WRITTEN TASK >> Render every line of the data below as a JSON array of strings, with one string per line and blank lines omitted.

-=-=-

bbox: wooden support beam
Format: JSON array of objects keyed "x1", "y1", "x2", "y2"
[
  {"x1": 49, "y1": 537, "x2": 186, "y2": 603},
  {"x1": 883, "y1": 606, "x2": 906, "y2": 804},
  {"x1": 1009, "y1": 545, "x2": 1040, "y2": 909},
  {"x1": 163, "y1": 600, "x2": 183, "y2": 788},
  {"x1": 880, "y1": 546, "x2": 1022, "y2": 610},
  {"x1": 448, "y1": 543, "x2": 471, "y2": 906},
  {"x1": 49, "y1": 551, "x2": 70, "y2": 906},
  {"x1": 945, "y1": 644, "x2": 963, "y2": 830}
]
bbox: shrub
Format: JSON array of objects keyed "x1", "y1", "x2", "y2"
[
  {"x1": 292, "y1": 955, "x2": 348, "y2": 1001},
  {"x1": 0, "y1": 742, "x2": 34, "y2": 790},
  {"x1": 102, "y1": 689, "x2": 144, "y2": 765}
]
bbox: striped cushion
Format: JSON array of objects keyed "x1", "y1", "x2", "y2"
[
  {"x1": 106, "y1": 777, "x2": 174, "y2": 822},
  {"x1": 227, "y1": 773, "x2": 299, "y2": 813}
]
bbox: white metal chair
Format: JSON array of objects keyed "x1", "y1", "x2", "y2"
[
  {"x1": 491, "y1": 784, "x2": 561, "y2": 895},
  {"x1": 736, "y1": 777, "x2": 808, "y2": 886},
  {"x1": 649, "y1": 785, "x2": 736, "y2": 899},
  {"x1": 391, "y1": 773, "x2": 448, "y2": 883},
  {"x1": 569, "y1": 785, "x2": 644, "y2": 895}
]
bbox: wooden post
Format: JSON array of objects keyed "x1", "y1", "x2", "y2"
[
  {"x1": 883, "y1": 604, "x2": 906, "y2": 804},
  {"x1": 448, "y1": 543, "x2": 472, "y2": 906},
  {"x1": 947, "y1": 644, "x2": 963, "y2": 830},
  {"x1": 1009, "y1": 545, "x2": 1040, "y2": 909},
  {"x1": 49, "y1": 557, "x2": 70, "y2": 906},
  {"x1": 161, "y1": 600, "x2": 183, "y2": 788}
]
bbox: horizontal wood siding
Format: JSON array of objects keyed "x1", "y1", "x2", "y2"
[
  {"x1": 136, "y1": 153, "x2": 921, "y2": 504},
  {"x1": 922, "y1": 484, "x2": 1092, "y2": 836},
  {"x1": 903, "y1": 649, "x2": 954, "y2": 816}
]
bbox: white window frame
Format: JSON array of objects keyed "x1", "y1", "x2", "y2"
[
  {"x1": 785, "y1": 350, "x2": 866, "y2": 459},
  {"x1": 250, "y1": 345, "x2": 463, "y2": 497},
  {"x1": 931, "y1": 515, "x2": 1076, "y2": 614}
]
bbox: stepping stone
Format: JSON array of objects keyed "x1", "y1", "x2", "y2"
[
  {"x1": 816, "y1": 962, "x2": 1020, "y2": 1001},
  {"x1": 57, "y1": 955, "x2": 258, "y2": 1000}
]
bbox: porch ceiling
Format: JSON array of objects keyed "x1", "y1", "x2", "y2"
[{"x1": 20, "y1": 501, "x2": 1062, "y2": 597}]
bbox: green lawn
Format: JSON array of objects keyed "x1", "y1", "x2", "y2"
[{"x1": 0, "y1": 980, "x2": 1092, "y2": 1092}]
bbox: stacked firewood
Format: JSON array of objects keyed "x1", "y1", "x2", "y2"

-=-=-

THE COMPLETED TASK >>
[
  "bbox: wooden support beam",
  "Format: JSON array of objects keyed \"x1\", \"y1\", \"x2\", \"y2\"",
  "[",
  "  {\"x1\": 49, \"y1\": 537, \"x2\": 186, \"y2\": 603},",
  "  {\"x1\": 883, \"y1\": 606, \"x2\": 906, \"y2\": 804},",
  "  {\"x1\": 1009, \"y1\": 545, \"x2\": 1040, \"y2\": 909},",
  "  {\"x1\": 163, \"y1\": 600, \"x2\": 183, \"y2\": 788},",
  "  {\"x1\": 880, \"y1\": 546, \"x2\": 1022, \"y2\": 610},",
  "  {\"x1\": 448, \"y1\": 543, \"x2\": 471, \"y2\": 906},",
  "  {\"x1\": 49, \"y1\": 551, \"x2\": 70, \"y2\": 906},",
  "  {\"x1\": 945, \"y1\": 644, \"x2\": 963, \"y2\": 830}",
  "]",
  "bbox: shrub",
  "Format: JSON array of objects keyed \"x1\", \"y1\", \"x2\", \"y2\"",
  "[",
  "  {\"x1\": 292, \"y1\": 955, \"x2\": 348, \"y2\": 1001},",
  "  {\"x1\": 0, \"y1\": 742, \"x2\": 34, \"y2\": 790},",
  "  {\"x1\": 102, \"y1\": 689, \"x2\": 144, \"y2\": 765}",
  "]",
  "bbox: striped cushion",
  "Format: JSON array of objects keyed \"x1\", \"y1\", \"x2\", \"y2\"",
  "[",
  "  {\"x1\": 106, \"y1\": 777, \"x2\": 174, \"y2\": 822},",
  "  {\"x1\": 227, \"y1\": 773, \"x2\": 299, \"y2\": 813}",
  "]",
  "bbox: white metal chair",
  "Format: JSON array of objects keyed \"x1\", \"y1\", \"x2\", \"y2\"",
  "[",
  "  {\"x1\": 491, \"y1\": 784, \"x2\": 561, \"y2\": 895},",
  "  {\"x1\": 736, \"y1\": 777, \"x2\": 808, \"y2\": 886},",
  "  {\"x1\": 649, \"y1\": 785, \"x2\": 736, \"y2\": 899},",
  "  {\"x1\": 391, \"y1\": 773, \"x2\": 448, \"y2\": 883},",
  "  {\"x1\": 569, \"y1\": 785, \"x2\": 644, \"y2\": 895}",
  "]",
  "bbox: wooden post",
  "Format: JSON array of objects keyed \"x1\", \"y1\", \"x2\", \"y2\"",
  "[",
  "  {\"x1\": 883, \"y1\": 604, \"x2\": 906, \"y2\": 804},",
  "  {\"x1\": 448, \"y1\": 543, \"x2\": 472, \"y2\": 906},",
  "  {\"x1\": 947, \"y1\": 644, \"x2\": 963, \"y2\": 830},",
  "  {\"x1\": 1009, \"y1\": 545, \"x2\": 1040, \"y2\": 909},",
  "  {\"x1\": 49, \"y1\": 557, \"x2\": 70, \"y2\": 906},",
  "  {\"x1\": 161, \"y1\": 600, \"x2\": 183, \"y2\": 788}",
  "]",
  "bbox: horizontal wood siding",
  "Format: JSON array of objects keyed \"x1\", \"y1\", \"x2\", \"y2\"",
  "[",
  "  {\"x1\": 136, \"y1\": 153, \"x2\": 921, \"y2\": 504},",
  "  {\"x1\": 922, \"y1\": 484, \"x2\": 1092, \"y2\": 836},",
  "  {\"x1\": 903, \"y1\": 649, \"x2\": 954, \"y2\": 816}",
  "]",
  "bbox: white window frame",
  "Format: JSON array of objects keyed \"x1\", \"y1\", \"x2\", \"y2\"",
  "[",
  "  {\"x1\": 785, \"y1\": 350, \"x2\": 866, \"y2\": 459},",
  "  {\"x1\": 250, \"y1\": 345, \"x2\": 463, \"y2\": 497},",
  "  {\"x1\": 931, \"y1\": 515, \"x2\": 1076, \"y2\": 614}",
  "]",
  "bbox: stepping stone",
  "Format: JSON array of objects keyed \"x1\", \"y1\", \"x2\", \"y2\"",
  "[",
  "  {\"x1\": 816, \"y1\": 962, \"x2\": 1020, \"y2\": 1001},",
  "  {\"x1\": 57, \"y1\": 955, \"x2\": 258, \"y2\": 1000}",
  "]",
  "bbox: porch ceiling",
  "Format: JSON array of objects keyed \"x1\", \"y1\", \"x2\", \"y2\"",
  "[{\"x1\": 20, \"y1\": 501, \"x2\": 1062, \"y2\": 597}]",
  "bbox: green lawn",
  "Format: JSON array of objects keyed \"x1\", \"y1\", \"x2\", \"y2\"",
  "[{\"x1\": 0, \"y1\": 980, \"x2\": 1092, \"y2\": 1092}]",
  "bbox: stacked firewood",
  "Format: JSON array of objects keyed \"x1\", \"y1\", \"x2\", \"y2\""
]